» PASSAGE FOR REVIEW:

==================================================

Mobile fraud could cost Africa over US$5bn this year
Africa’s mobile fraud losses will continue to rise above last year’s US$4-billion to peak at a record US$5-billion by the end of 2021 if nothing is done to prevent global cybercriminals from looting the continent’s wealth in a new, virtual ‘scramble for Africa’.
That’s according to Paris-based anti-fraud campaigner David Lotfi, CEO of Evina. “In Africa, we have the perfect storm of a youthful population using almost a billion mobile money accounts coupled with the Coronavirus-related one-third increase in Internet traffic,” he says.
Evina asserts that professional cybercriminals from around the world are costing Africa billions every year that could be spent on infrastructure and social services.
In November 2020 the company identified the top five African and Middle Eastern countries where mobile fraud is most prevalent as Cameroon, Kenya, South Africa, Jordan and Oman.
The percentage of mobile-based billing transactions in each country that have been identified as suspect by Evina’s network of fraud sensors are 51%, 30%, 20%, 18% and 10%, respectively.
Lotfi explains that mobile payment is being impacted by two primary forms of mobile fraud.
“Today clickjacking and malicious app are the two most common forms of mobile fraud. Through the clickjacking technique, a fraudster intercepts a legitimate click and unknowingly directs the user to a website where sensitive financial and other details can be stolen. Malicious apps are trickier, these apps have been injected with malware during a disguised app update or right from the start when the user unwittingly downloads the app from the app store, with the same purpose of defrauding the user.”
Evina claims that in the Middle Eastern and African regions the fraud rate is at 27% and of these fraudulent attacks, 60% are clickjacking and 19% are malicious apps.
While embedding malware in malicious apps can be a more refined fraudulent technique, clickjacking is a very basic type of fraud that has been around for at least five years and mostly eradicated in large parts of the mobile world, the company adds.
“It’s easy to combat and there really is no excuse for the fact that one in three mobile subscriptions in South Africa, for example, is fraudulent. Evina has repeatedly communicated the fact that the fraudsters who continue to loot Africa’s wealth can be beaten with the right tools that we already use to protect millions of mobile transactions worldwide every day.”
Evina says it protects up to 90% of mobile transaction activities in Ivory Coast, Morocco and Senegal, and also secures traffic in Mali, Ghana, Congo, Kenya, Botswana, Angola and all countries in the Middle East including Algeria, Egypt, Tunisia, and Libya.
“Africa is a strategic region of huge importance to Evina and the greater mobile industry because this is where strong double-digit growth is coming from. We cannot allow mobile fraudsters to gain a beachhead on this pivotal continent key to the future fortunes of so many telcos, aggregators and digital merchants,” Lotfi continues.
“Evina has already taken on mobile fraudsters in other markets and contributed to a dramatic drop in fraud in those markets. African firms need to act now if they want to ensure the future of the continent's entire mobile content and applications market.”

==================================================

» LISTED ENTRIES:
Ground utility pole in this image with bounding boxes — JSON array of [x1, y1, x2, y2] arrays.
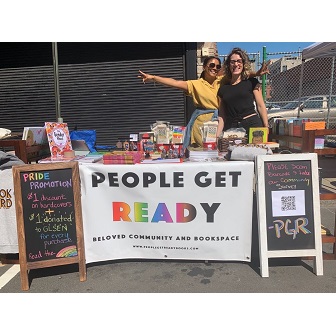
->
[[261, 46, 267, 101]]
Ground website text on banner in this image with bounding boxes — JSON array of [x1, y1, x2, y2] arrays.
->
[[80, 161, 254, 263]]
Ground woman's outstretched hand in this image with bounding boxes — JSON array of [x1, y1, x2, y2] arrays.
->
[[138, 70, 154, 84]]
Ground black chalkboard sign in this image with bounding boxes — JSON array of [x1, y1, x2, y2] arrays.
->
[[256, 153, 322, 276], [13, 162, 86, 290], [264, 160, 315, 250]]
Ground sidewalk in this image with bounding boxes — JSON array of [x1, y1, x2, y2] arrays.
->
[[0, 201, 336, 293]]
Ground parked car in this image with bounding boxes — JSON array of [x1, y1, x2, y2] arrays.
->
[[268, 95, 336, 127]]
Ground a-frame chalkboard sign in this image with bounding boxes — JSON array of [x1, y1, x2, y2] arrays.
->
[[256, 153, 323, 277], [12, 162, 86, 290]]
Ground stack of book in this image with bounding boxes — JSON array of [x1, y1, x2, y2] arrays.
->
[[189, 150, 218, 161], [103, 151, 143, 165]]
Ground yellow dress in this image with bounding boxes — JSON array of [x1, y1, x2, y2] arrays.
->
[[187, 76, 222, 147]]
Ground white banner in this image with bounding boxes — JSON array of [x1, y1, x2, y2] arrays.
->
[[79, 161, 254, 263]]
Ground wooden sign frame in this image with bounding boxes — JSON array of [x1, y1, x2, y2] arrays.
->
[[256, 153, 323, 277], [12, 162, 86, 290]]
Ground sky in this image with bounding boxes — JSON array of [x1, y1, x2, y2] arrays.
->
[[217, 42, 315, 59]]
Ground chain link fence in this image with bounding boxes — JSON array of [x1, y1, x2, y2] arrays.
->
[[219, 51, 336, 147]]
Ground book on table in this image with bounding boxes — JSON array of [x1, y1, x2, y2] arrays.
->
[[45, 122, 72, 159]]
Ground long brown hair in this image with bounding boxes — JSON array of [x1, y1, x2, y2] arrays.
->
[[223, 48, 252, 82]]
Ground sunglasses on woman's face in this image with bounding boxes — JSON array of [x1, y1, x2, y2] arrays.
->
[[208, 63, 221, 70]]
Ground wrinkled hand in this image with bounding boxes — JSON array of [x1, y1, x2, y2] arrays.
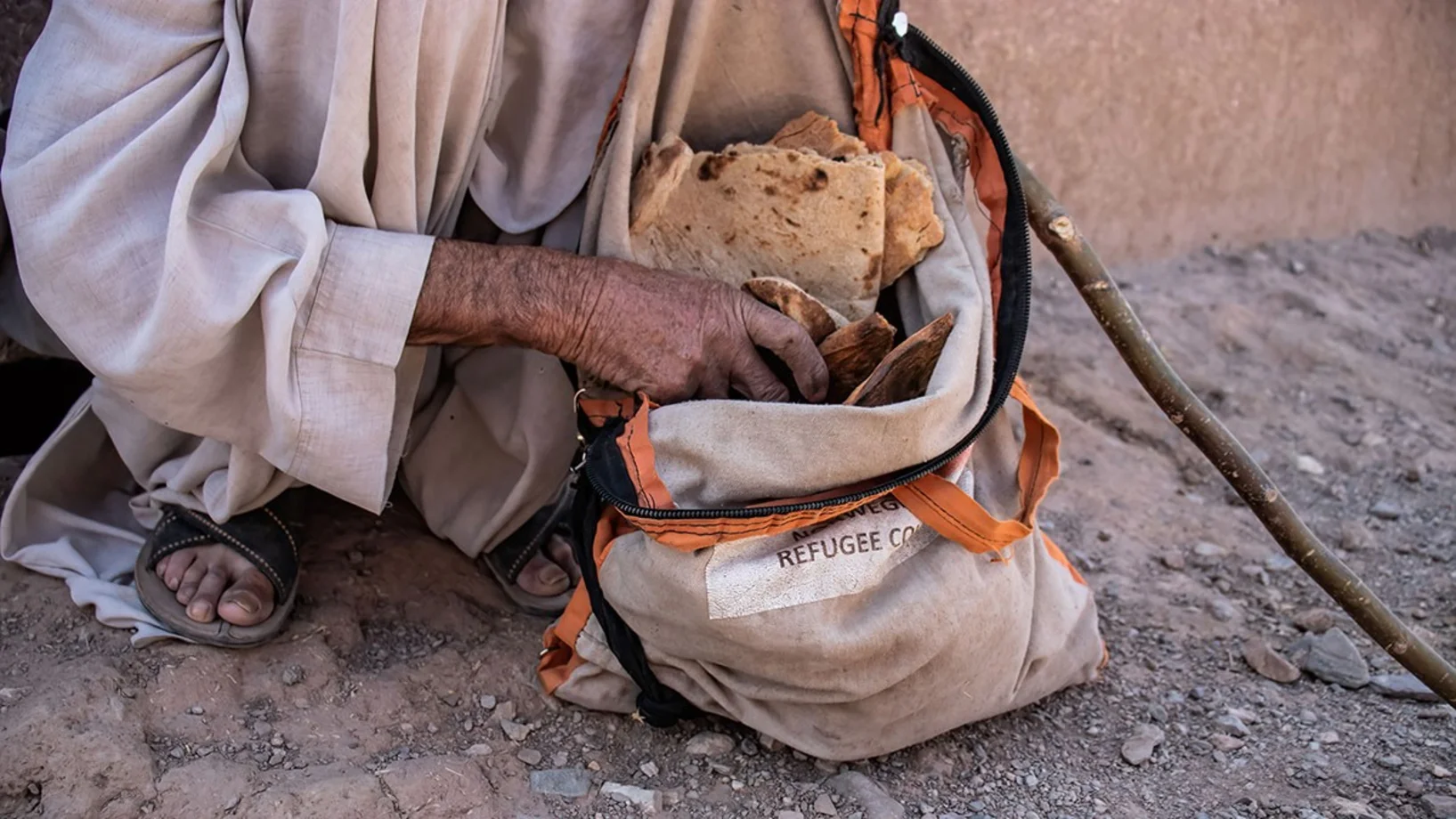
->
[[557, 259, 828, 403]]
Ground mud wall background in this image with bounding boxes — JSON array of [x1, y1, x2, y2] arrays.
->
[[0, 0, 1456, 262], [903, 0, 1456, 262]]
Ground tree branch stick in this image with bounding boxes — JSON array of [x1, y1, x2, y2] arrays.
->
[[1016, 161, 1456, 706]]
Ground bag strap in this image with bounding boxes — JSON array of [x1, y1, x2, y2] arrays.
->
[[894, 378, 1061, 555]]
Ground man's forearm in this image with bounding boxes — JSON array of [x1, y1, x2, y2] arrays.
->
[[408, 239, 605, 355]]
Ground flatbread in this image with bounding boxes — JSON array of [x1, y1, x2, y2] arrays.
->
[[630, 137, 885, 321]]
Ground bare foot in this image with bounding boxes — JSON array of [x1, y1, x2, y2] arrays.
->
[[156, 544, 275, 626], [516, 535, 581, 598]]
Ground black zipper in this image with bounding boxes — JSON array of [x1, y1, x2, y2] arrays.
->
[[581, 19, 1031, 521]]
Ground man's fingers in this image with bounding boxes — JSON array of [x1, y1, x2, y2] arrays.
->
[[731, 352, 789, 401], [744, 296, 828, 403]]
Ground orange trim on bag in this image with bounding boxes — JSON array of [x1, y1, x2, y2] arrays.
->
[[617, 393, 674, 509], [839, 0, 1009, 312], [536, 507, 632, 693], [1041, 532, 1088, 590]]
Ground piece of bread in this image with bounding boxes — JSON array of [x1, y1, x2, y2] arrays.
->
[[630, 137, 885, 320], [820, 312, 896, 404], [844, 312, 956, 408], [769, 110, 869, 158], [880, 151, 945, 289], [743, 276, 846, 344]]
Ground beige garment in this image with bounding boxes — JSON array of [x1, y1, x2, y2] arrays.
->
[[0, 0, 635, 636]]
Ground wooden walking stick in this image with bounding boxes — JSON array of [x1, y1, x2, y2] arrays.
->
[[1016, 160, 1456, 706]]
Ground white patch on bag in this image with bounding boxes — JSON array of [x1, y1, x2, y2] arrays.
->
[[706, 498, 935, 620]]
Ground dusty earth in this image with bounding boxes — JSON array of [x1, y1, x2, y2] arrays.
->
[[0, 223, 1456, 819], [0, 0, 1456, 819]]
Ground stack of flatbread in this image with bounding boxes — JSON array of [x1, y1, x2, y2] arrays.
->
[[630, 112, 954, 406]]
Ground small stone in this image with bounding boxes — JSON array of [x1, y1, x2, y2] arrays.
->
[[1192, 541, 1229, 569], [1243, 637, 1298, 684], [1295, 606, 1335, 634], [683, 730, 736, 757], [1302, 628, 1371, 688], [1421, 793, 1456, 819], [824, 771, 906, 819], [500, 720, 532, 742], [1264, 555, 1298, 572], [1371, 674, 1442, 702], [1339, 521, 1374, 551], [1371, 500, 1405, 521], [1123, 723, 1167, 766], [1208, 734, 1243, 753], [1295, 455, 1325, 474], [1208, 596, 1239, 622], [1213, 714, 1249, 737], [601, 783, 663, 813], [532, 768, 591, 799]]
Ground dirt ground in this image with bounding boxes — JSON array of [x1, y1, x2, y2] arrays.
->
[[0, 230, 1456, 819]]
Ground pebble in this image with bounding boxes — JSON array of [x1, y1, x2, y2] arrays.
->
[[824, 771, 906, 819], [1123, 723, 1167, 766], [1295, 455, 1325, 474], [532, 768, 591, 799], [1421, 793, 1456, 819], [1208, 596, 1239, 622], [1192, 541, 1229, 569], [1339, 521, 1374, 551], [1302, 628, 1371, 688], [1371, 674, 1442, 702], [1213, 714, 1249, 737], [1295, 606, 1335, 634], [1371, 500, 1405, 521], [1208, 734, 1243, 753], [500, 720, 532, 742], [1243, 637, 1298, 684], [683, 730, 736, 757]]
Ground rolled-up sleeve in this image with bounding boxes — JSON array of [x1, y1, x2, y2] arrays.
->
[[0, 0, 433, 509]]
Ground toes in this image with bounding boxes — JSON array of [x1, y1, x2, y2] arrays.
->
[[186, 564, 227, 622], [546, 537, 581, 585], [516, 555, 571, 596], [177, 558, 209, 605], [217, 569, 273, 626], [158, 548, 197, 592]]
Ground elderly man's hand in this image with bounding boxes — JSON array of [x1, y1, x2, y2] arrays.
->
[[411, 240, 828, 403]]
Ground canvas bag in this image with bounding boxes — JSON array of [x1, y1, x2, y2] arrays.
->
[[539, 0, 1105, 759]]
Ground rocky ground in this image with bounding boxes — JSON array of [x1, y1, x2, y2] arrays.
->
[[0, 230, 1456, 819]]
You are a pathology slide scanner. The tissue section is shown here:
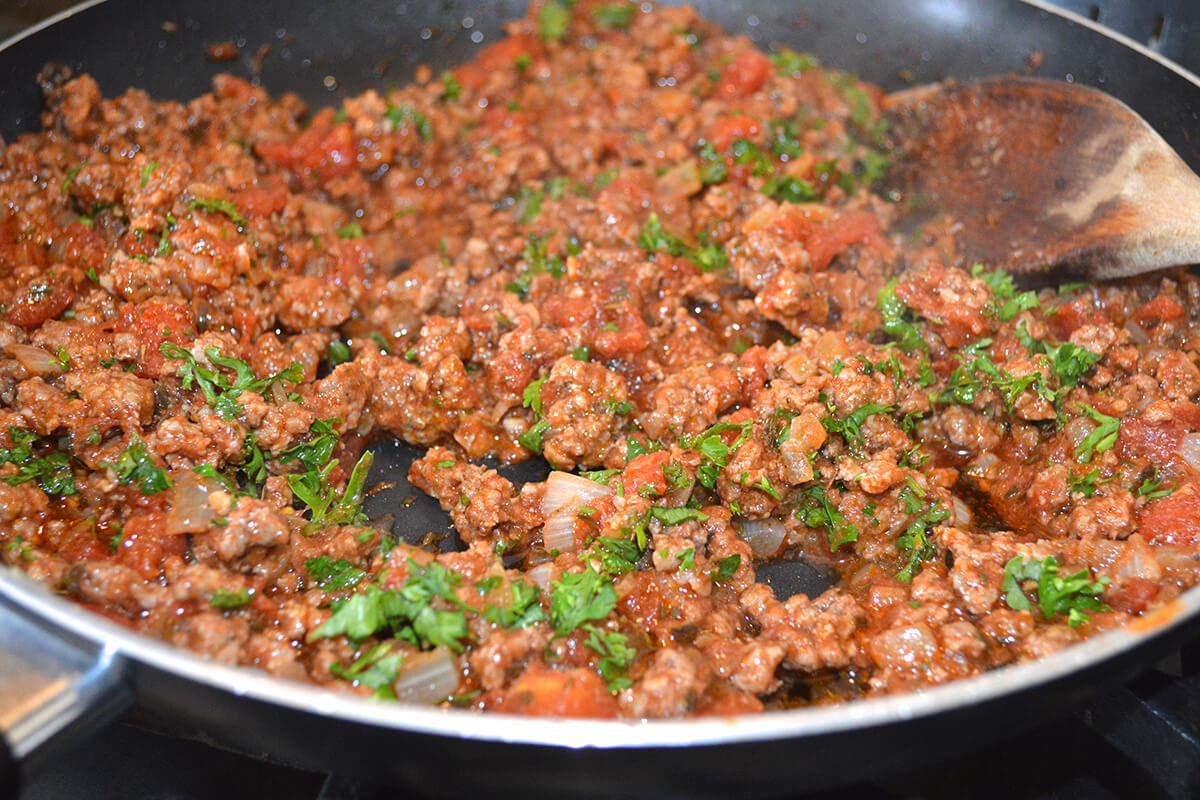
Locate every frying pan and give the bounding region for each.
[0,0,1200,796]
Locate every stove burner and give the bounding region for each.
[18,642,1200,800]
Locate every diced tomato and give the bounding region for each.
[116,297,192,378]
[62,222,108,270]
[490,663,618,717]
[620,452,671,495]
[58,522,108,564]
[600,175,650,207]
[696,692,762,716]
[541,294,599,327]
[804,211,890,270]
[1104,577,1162,614]
[1117,401,1200,473]
[329,239,374,289]
[704,115,762,152]
[233,181,290,217]
[617,572,662,628]
[116,511,187,581]
[1046,297,1108,341]
[1130,295,1183,327]
[5,272,74,327]
[454,34,541,89]
[254,108,355,180]
[713,48,770,100]
[233,306,258,349]
[484,106,529,131]
[1138,482,1200,545]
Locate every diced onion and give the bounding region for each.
[167,473,216,534]
[541,470,612,518]
[742,519,787,558]
[1180,433,1200,469]
[541,511,575,553]
[5,344,62,375]
[392,648,461,705]
[526,561,554,591]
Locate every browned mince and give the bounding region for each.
[0,0,1200,717]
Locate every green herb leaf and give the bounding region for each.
[584,625,637,692]
[550,566,617,636]
[304,555,367,591]
[209,587,253,610]
[187,197,250,233]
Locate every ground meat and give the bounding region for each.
[0,0,1200,718]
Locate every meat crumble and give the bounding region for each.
[0,0,1200,718]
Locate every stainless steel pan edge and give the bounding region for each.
[0,0,1200,795]
[7,569,1200,748]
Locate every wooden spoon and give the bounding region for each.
[884,78,1200,284]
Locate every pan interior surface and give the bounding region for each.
[0,0,1200,794]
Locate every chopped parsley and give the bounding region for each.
[329,642,404,700]
[584,623,637,692]
[877,281,929,355]
[679,420,754,488]
[288,452,374,531]
[304,555,367,591]
[386,103,433,142]
[767,47,820,78]
[637,212,730,272]
[442,70,462,101]
[1001,555,1109,627]
[896,487,950,583]
[187,197,250,233]
[650,506,708,525]
[158,342,304,420]
[337,221,364,239]
[550,566,617,634]
[538,0,571,42]
[209,587,253,610]
[101,435,170,494]
[1075,403,1121,464]
[796,483,858,551]
[971,264,1042,323]
[1134,467,1178,500]
[761,175,820,203]
[821,399,895,450]
[592,2,637,30]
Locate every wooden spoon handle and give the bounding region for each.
[888,78,1200,282]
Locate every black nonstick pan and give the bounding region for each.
[7,0,1200,796]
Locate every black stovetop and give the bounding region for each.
[19,643,1200,800]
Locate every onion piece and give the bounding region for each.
[541,470,612,518]
[541,510,575,555]
[167,471,216,534]
[5,344,64,375]
[740,518,787,558]
[950,495,971,528]
[1180,433,1200,469]
[392,648,462,705]
[526,561,554,591]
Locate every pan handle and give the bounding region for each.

==================================================

» WHAT NEEDS TO BE DONE:
Copy the passage from the article on mobile fraud in Africa from "Evina asserts that" to "and 10%, respectively.".

» EXPECTED ANSWER:
Evina asserts that professional cybercriminals from around the world are costing Africa billions every year that could be spent on infrastructure and social services.
In November 2020 the company identified the top five African and Middle Eastern countries where mobile fraud is most prevalent as Cameroon, Kenya, South Africa, Jordan and Oman.
The percentage of mobile-based billing transactions in each country that have been identified as suspect by Evina’s network of fraud sensors are 51%, 30%, 20%, 18% and 10%, respectively.